● **Excerto do documento**
⟨
22.10.20

Aceitar viver moderadamente

 


«Não vale a pena dourar a pílula. Os números são claros e correspondem, aliás, ao que se tinha previsto que aconteceria neste inverno. Uma segunda vaga mais forte do que a primeira sem a possibilidade de confinamento, bala que só podíamos usar uma vez. Com o aumento exponencial e previsível dos infetados, é provável que o Serviço Nacional de Saúde entre em ruptura e mais do que certo que o sector privado tentará ficar com a parte barata – os doentes não-covid –, para compensar as perdas financeiras que teve durante a pandemia. Já se sabe que as crises para muitos são sempre oportunidades para alguns. 

Valem pouco os gestos dramáticos, as medidas radicais, os abanões. Isso serve para acalmar os mais nervosos e proteger os responsáveis políticos do escrutínio público, transferindo para os cidadãos as responsabilidades do que corra mal. São precisas medidas permanentes, fáceis de entrar na rotina e sem mensagens contraditórias. Há as óbvias, como o uso de máscara. Mas a mais relevante é a redução drástica de contactos. Isto não passa por confinamentos, que teriam efeitos sociais, económicos e de saúde pública devastadores. Não passa pelo isolamento de grupos de risco, porque isso teria efeitos terríveis, como já percebemos pelo que aconteceu nos lares.
⟩
● **Dados extraídos**
⟨
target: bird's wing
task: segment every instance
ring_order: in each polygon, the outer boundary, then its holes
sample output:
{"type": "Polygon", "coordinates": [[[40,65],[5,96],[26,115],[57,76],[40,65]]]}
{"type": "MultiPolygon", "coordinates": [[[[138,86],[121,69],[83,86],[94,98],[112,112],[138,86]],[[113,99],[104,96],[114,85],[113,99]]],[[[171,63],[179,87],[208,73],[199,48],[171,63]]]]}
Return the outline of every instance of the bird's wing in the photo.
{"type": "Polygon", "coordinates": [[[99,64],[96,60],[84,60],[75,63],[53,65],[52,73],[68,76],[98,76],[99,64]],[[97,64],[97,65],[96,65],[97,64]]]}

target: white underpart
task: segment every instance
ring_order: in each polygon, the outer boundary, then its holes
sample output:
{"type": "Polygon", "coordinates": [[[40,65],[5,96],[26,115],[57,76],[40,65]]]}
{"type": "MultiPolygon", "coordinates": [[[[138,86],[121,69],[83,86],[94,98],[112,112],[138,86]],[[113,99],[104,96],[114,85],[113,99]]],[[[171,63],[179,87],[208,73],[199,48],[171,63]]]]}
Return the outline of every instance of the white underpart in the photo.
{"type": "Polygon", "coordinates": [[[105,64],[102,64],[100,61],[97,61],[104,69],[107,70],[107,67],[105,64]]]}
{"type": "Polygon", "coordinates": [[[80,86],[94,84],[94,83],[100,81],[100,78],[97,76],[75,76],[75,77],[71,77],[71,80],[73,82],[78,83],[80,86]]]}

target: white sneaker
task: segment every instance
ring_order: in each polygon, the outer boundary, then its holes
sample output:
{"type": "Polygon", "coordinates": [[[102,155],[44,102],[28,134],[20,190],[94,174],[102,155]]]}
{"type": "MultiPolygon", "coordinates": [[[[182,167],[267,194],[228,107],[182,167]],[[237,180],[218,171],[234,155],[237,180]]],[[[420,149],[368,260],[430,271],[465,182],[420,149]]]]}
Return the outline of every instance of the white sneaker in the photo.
⟩
● **Tarefas**
• a. Responda às perguntas seguintes com base no texto sobre a segunda vaga da pandemia.
(i) Que parte dos doentes tentará o sector privado ficar, segundo o texto?
(ii) Que medida é apontada como óbvia?
(iii) Qual é considerada a medida mais relevante?
• b. Prossiga, por favor, o texto sobre a segunda vaga da pandemia a partir da última frase apresentada.

● **Respostas por tarefa**
• a.
(i) A parte barata, ou seja, os doentes não-covid.
(ii) O uso de máscara.
(iii) A redução drástica de contactos.

• b.
Este objetivo exige uma postura diferente da que tem sido exibida por António Costa. O desnorte, com o avanço e recuo na proposta da StayAway Covid, gera desconfiança nas autoridades. E a saída também não é instalar o pânico. Para isso já temos os dois bastonários-abutres que regressam de cada vez que sentem que podem tirar algum proveito político (e no caso da Ordem dos Médicos, também uma ajudinha ao sector privado) das dificuldades. O pânico pode provocar reações imediatas, mas leva a uma fadiga emocional que, ao fim de poucas semanas, tem efeitos contrários aos desejados. Não precisamos, quase meio ano depois deste massacre ter começado, de sustos. É precisa a ideia de um rumo partilhado. Isso passa por regras de convivência que entrem na rotina e pela redução de contactos supérfluos, sem excessos asfixiantes e impraticáveis por muito tempo.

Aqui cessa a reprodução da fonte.